┏━━

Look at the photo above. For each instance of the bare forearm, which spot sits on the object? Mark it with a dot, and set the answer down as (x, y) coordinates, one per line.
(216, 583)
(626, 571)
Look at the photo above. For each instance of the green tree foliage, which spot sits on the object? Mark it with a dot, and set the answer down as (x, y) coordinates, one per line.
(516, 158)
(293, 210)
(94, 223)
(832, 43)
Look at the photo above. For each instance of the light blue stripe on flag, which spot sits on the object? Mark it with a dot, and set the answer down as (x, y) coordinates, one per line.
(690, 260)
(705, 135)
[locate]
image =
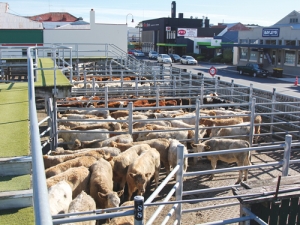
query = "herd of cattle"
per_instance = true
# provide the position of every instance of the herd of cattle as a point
(98, 158)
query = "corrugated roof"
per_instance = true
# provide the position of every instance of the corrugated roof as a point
(295, 26)
(54, 17)
(75, 27)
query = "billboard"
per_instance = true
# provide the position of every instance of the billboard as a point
(187, 32)
(270, 32)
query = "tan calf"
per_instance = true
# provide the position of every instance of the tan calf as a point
(240, 158)
(142, 170)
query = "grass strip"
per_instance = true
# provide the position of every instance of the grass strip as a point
(17, 216)
(15, 183)
(14, 126)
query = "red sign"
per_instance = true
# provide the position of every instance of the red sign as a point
(212, 71)
(181, 32)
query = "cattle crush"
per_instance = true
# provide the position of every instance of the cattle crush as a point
(156, 91)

┗━━

• Problem requirements
Retype all of the data above word for word, excluding the pictures.

• Written answer
Look at the photo above. For each instance of the bare forearm, which spot sits on the object? Mark it with a dot, and set the answer down as (x, y) coordinates, one per line.
(216, 583)
(626, 571)
Look at the photo above. For each instance of the green tree foliage, which spot sits on the object? Mark it with a dot, and set the answer down as (x, y) coordinates, one per line.
(516, 158)
(293, 210)
(94, 223)
(832, 43)
Look at the photo above. For each instance of the light blue stripe on flag, which spot sits on the object? Mark it with a dot, and set the answer down as (x, y) coordinates, one per line.
(690, 260)
(705, 135)
[locate]
image =
query = "herd of cattle"
per_instance = true
# provide the position of every instance of the herd of cattle as a point
(98, 158)
query = "corrugated roof"
per_instance = true
# provide the position of every instance of the corrugated roof as a point
(295, 26)
(54, 17)
(75, 27)
query = "billboard"
per_instance = true
# provide the position of every instance of the billboard as a point
(187, 32)
(270, 32)
query = "tan calf"
per_instance = true
# provide the position of every instance of the tan calf as a point
(240, 158)
(142, 170)
query = "grass strip"
per_instance = true
# provide the position of every instance of the grass strip as a point
(17, 216)
(15, 183)
(14, 126)
query = "red sign"
per_instance = true
# provide the position of every instance of the red sign as a point
(212, 71)
(181, 32)
query = "cattle crush"
per_instance = true
# provide the position of every instance of the cattle crush as a point
(156, 91)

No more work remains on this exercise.